__GIVEN EXERCISE 1__: In the BigQueryClient documentation, which project is billed for usage of a read session?
__GIVEN EXERCISE 2__: Extend the BigQueryClient documentation past its last sentence, keeping the same reference style.
++++ TEXT EXCERPT ++++
BigQueryClient is the entrypoint for interacting with Cloud BigQuery in TF.
tfio.bigquery.BigQueryClient()
Used in the notebooks
BigQueryClient encapsulates a connection to Cloud BigQuery, and exposes the
readSession
method to initiate a BigQuery read session.
Child Classes
class DataFormat
class FieldMode
Methods
read_session
View source
read_session(
parent,
project_id,
table_id,
dataset_id,
selected_fields,
output_types=None,
default_values=None,
row_restriction='',
requested_streams=1,
data_format: tfio.bigquery.BigQueryClient.DataFormat
= tfio.bigquery.BigQueryClient.DataFormat.AVRO
)
Opens a session and returns a BigQueryReadSession
object.
Args |
parent
|
String of the form projects/{project_id} indicating the project
this ReadSession is associated with. This is the project that will be
billed for usage.
|
project_id
|
The assigned project ID of the project.
|
table_id
|
The ID of the table in the dataset.
|
dataset_id
|
The ID of the dataset in the project.
|
selected_fields
|
This can be a list or a dict. If a list, it has
names of the fields in the table that should be read. If a dict,
it should be in a form like, i.e:
{ "field_a_name": {"mode": "repeated", "output_type": dtypes.int64},
"field_b_name": {"mode": "nullable", "output_type": dtypes.int32, "default_value": 0},
...
"field_x_name": {"mode": "repeated", "output_type": dtypes.string, "default_value": ""}
}
"mode" is BigQuery column attribute, it can be 'repeated', 'nullable' or 'required'.
The output field order is unrelated to the order of fields in
selected_fields. If "mode" not specified, defaults to "nullable".
If "output_type" not specified, DT_STRING is implied for all Tensors.
++++ DATA EXCERPT ++++
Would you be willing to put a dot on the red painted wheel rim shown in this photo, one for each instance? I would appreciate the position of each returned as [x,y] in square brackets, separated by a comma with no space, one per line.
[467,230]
++++
__EXERCISE OUTPUT 1__: The project named in the parent argument, given as a string of the form projects/{project_id}.

__EXERCISE OUTPUT 2__:
|
output_types
|
Types for the output tensor in the same sequence as
selected_fields. This is only needed when selected_fields is a list,
if selected_fields is a dictionary, this output_types information is
included in selected_fields as described above.
If not specified, DT_STRING is implied for all Tensors.
|
default_values
|
Default values to use when underlying tensor is "null"
in the same sequence as selected_fields. If not sepecified,
meaningful defaults are going to be used
(0 for numerices, empty string for strings, and False for booleans).
|
row_restriction
|
Optional. SQL text filtering statement, similar to a
WHERE clause in a query.
|
requested_streams
|
Desirable number of streams that can be read in parallel.
Must be a positive number. The actual number of streams that
BigQuery Streaming API returns may be lower than this number,
depending on the amount parallelism that is reasonable
for the table and the maximum amount of parallelism allowed by the
system.
|
Returns |
A BigQueryReadSession Python object representing the
operations available on the table.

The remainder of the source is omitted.